Rows from a pointing dataset:
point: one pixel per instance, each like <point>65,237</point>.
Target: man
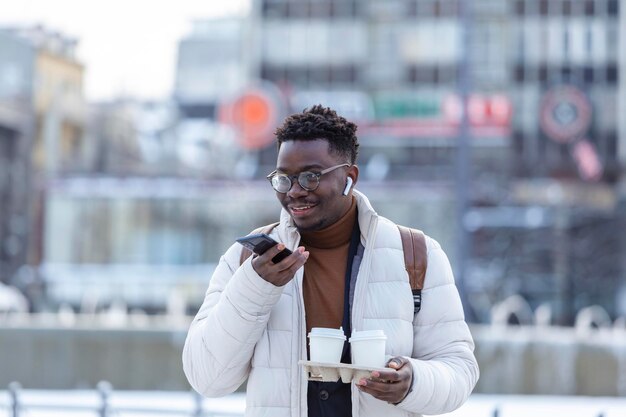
<point>347,269</point>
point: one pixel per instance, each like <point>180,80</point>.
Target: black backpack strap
<point>415,261</point>
<point>245,252</point>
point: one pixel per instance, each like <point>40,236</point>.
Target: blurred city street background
<point>135,140</point>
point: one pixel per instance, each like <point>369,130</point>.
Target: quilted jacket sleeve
<point>221,339</point>
<point>445,370</point>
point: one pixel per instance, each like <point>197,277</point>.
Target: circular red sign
<point>565,113</point>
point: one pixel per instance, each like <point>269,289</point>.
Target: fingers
<point>391,386</point>
<point>283,271</point>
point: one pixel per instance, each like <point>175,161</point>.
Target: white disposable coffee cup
<point>368,348</point>
<point>326,345</point>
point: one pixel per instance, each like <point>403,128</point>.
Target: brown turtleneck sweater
<point>325,271</point>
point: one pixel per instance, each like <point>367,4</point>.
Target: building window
<point>612,73</point>
<point>567,7</point>
<point>588,75</point>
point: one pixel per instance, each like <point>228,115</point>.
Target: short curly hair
<point>320,122</point>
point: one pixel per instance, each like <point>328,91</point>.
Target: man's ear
<point>348,186</point>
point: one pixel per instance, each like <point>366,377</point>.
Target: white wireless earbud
<point>348,185</point>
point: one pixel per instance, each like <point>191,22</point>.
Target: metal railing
<point>105,402</point>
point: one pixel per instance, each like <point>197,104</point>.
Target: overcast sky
<point>128,46</point>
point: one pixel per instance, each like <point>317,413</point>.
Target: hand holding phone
<point>259,243</point>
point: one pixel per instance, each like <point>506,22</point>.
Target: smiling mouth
<point>301,209</point>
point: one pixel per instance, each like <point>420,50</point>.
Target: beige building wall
<point>60,110</point>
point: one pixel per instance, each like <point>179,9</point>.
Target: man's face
<point>314,210</point>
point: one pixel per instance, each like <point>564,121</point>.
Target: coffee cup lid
<point>368,335</point>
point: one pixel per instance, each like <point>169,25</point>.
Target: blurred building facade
<point>42,74</point>
<point>15,190</point>
<point>547,148</point>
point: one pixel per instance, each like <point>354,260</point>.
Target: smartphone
<point>259,243</point>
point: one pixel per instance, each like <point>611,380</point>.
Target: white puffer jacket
<point>249,328</point>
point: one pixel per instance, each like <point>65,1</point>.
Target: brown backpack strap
<point>415,261</point>
<point>245,252</point>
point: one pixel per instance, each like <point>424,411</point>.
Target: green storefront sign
<point>406,107</point>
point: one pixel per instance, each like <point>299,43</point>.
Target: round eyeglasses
<point>308,180</point>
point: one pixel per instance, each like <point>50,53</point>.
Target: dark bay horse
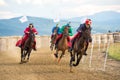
<point>53,38</point>
<point>79,48</point>
<point>27,48</point>
<point>62,44</point>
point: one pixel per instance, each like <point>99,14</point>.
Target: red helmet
<point>88,21</point>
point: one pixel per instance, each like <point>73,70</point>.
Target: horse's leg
<point>22,55</point>
<point>56,54</point>
<point>29,54</point>
<point>25,53</point>
<point>72,59</point>
<point>63,52</point>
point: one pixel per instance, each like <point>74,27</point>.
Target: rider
<point>70,34</point>
<point>85,26</point>
<point>26,35</point>
<point>57,30</point>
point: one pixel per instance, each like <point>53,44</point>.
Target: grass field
<point>43,66</point>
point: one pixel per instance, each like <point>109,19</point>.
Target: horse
<point>27,47</point>
<point>79,48</point>
<point>53,38</point>
<point>62,44</point>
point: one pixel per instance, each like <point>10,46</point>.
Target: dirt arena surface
<point>43,66</point>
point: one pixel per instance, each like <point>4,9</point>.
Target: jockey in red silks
<point>68,38</point>
<point>26,35</point>
<point>85,26</point>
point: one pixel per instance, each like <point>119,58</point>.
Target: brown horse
<point>79,48</point>
<point>53,38</point>
<point>27,48</point>
<point>62,44</point>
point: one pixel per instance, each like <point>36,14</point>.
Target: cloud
<point>87,10</point>
<point>7,15</point>
<point>3,3</point>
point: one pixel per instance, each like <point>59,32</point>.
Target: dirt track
<point>42,66</point>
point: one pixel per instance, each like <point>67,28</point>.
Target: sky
<point>62,9</point>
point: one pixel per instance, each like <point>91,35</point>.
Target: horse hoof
<point>56,55</point>
<point>71,71</point>
<point>21,62</point>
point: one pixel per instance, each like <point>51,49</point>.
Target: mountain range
<point>102,22</point>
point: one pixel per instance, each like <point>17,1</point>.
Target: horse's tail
<point>78,60</point>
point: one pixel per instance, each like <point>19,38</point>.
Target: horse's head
<point>65,32</point>
<point>87,35</point>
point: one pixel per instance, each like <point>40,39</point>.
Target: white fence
<point>8,43</point>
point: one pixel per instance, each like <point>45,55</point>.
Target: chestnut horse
<point>53,38</point>
<point>62,44</point>
<point>27,48</point>
<point>79,48</point>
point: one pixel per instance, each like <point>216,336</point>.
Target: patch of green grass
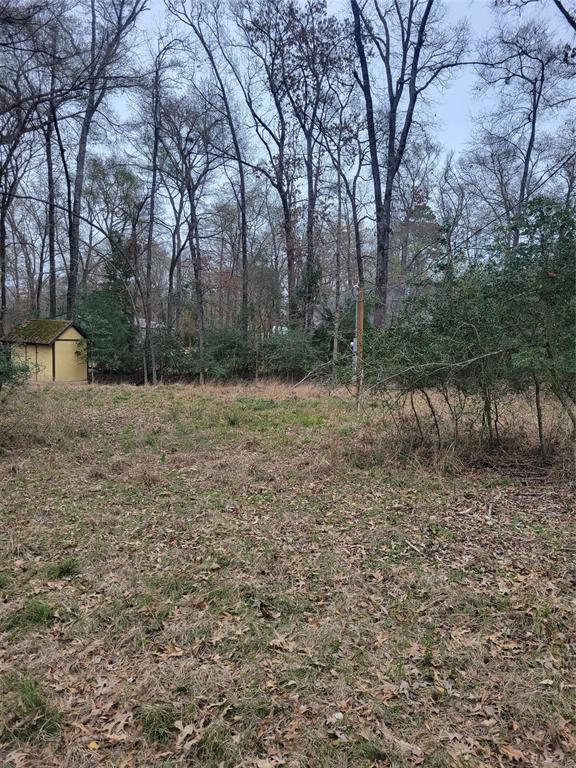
<point>215,749</point>
<point>28,714</point>
<point>157,721</point>
<point>33,613</point>
<point>257,403</point>
<point>174,585</point>
<point>63,569</point>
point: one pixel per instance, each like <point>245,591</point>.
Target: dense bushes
<point>502,325</point>
<point>13,372</point>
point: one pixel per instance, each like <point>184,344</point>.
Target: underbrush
<point>426,429</point>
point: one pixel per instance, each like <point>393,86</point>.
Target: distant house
<point>54,348</point>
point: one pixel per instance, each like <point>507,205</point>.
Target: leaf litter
<point>267,602</point>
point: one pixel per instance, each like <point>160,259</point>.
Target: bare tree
<point>417,53</point>
<point>110,24</point>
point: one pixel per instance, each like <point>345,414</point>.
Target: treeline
<point>203,196</point>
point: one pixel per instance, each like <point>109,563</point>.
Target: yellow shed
<point>56,349</point>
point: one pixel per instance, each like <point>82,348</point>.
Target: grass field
<point>210,577</point>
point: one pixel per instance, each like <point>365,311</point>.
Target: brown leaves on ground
<point>198,577</point>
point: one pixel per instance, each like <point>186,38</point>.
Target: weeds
<point>27,715</point>
<point>63,569</point>
<point>34,613</point>
<point>157,721</point>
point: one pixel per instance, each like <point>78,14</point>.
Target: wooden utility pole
<point>359,345</point>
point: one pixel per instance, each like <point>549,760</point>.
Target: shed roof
<point>40,331</point>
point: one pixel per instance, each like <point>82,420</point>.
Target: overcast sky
<point>456,107</point>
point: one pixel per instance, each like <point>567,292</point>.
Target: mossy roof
<point>39,331</point>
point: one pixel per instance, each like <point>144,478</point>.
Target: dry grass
<point>222,582</point>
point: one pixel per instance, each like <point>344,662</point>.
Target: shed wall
<point>70,366</point>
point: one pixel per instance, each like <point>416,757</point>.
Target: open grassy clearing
<point>208,577</point>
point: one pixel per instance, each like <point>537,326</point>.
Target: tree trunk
<point>3,265</point>
<point>51,222</point>
<point>382,235</point>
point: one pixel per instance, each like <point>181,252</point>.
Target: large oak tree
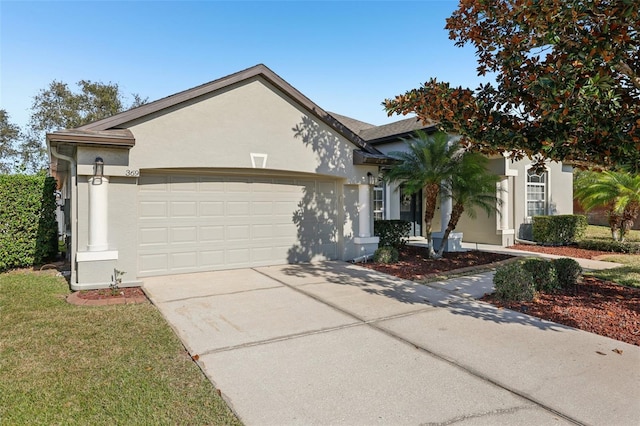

▶ **WRITTEN PROBLEM**:
Rewrite the lines from the one containing "point: one pixel per instance, each like <point>537,326</point>." through the end of the rows, inclusive, as a Markdown table with columns headed Number and Line text. Skip blank lines and leave the pictures out.

▶ **COMPLETE RESPONSE**:
| Number | Line text |
|---|---|
| 1 | point: one pixel per instance, each like <point>537,326</point>. |
| 2 | Target: tree trunk |
| 3 | <point>3,265</point> |
| 4 | <point>51,222</point> |
| 5 | <point>382,235</point> |
| 6 | point: one pixel per instance, each like <point>181,252</point>. |
| 7 | Target: large oak tree |